▸ WHAT YOU ARE ASKED TO DO
Return the listing below verbatim. Pictures do not belong in the copy.

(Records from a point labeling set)
--- start ---

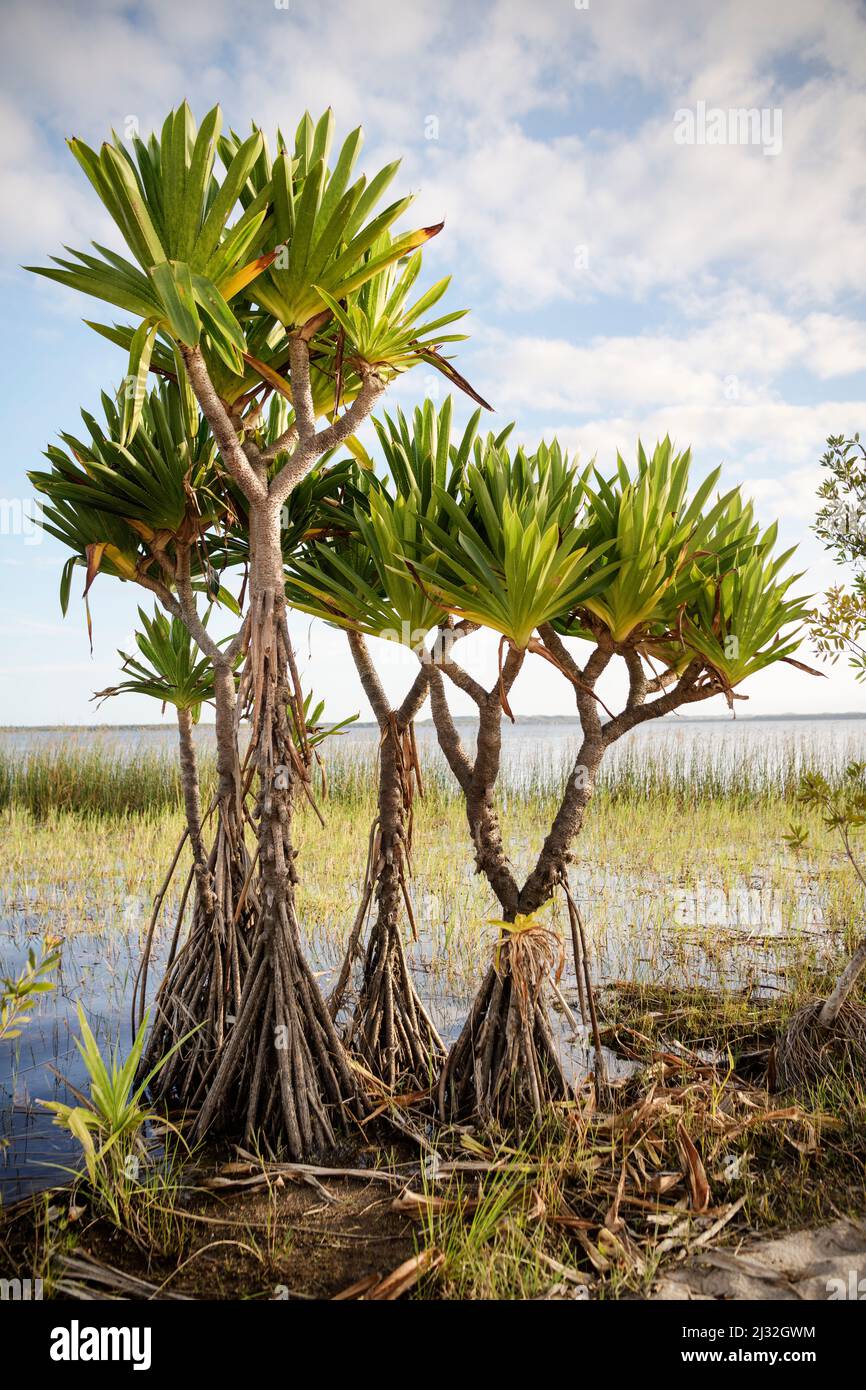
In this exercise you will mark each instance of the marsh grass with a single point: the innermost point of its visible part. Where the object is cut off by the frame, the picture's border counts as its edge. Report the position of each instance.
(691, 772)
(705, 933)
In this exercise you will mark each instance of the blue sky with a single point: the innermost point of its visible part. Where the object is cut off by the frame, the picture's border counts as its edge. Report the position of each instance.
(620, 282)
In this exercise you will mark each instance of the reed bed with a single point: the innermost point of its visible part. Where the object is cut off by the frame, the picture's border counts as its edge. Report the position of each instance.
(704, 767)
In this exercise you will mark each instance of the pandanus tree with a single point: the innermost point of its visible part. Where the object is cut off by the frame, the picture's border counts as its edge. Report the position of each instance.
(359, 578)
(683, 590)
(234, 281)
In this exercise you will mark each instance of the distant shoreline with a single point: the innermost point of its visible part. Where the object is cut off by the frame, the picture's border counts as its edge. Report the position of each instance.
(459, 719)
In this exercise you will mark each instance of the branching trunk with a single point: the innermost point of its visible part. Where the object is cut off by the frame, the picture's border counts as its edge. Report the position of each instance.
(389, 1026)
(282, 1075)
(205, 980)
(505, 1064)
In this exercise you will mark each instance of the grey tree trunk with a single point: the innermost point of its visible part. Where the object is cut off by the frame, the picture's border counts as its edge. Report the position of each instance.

--- end ---

▸ COMPLETED TASK
In this exercise you will mark each instance of the marsh grass with a single point: the innermost point of its visible part. Where the object is cut off by the frame, the picture's border counts as its edge. Report the position of each instance.
(691, 772)
(705, 933)
In this exercise you will mark each instance of the blue sky with a single point: the innermost point of its visible part. Where the object is cut off by the frame, the picture's border counts as its edge. Report the position of each instance.
(620, 282)
In this exercise you will mark each instance of the reed bed with a single point: the innermost point of its visible part. Where the object is cut off by the frame, the picture's border counts as its edge. Report the position of each instance.
(704, 767)
In this exercise you will mark each instance of the pandanus tree with a single point: the innermost point of its visible part. Where the object is cut off by the frame, the picture's border counts as its edge. Report the position of each instance.
(359, 578)
(683, 590)
(234, 281)
In this exercise you will mark each instance of the distant shoreline with a single point: the innermost point of its visible part. Where the object is cut off by the frame, the picture's border counts as its edge. Report the position of each instance.
(459, 719)
In this exercise you will mark each instance of the branching trunk with a single point: the innermost point of its visible part. Where the object is cut off by the frame, the picture's border counts as its edge. Report the position of each instance.
(389, 1026)
(282, 1075)
(205, 980)
(505, 1064)
In this exercise you will mark each instance of the grey tree trunk with a single point: the innermost point of its visible part. Where the object is cut off by the frame, the picture's border counts as its edge. Report the position of each instance.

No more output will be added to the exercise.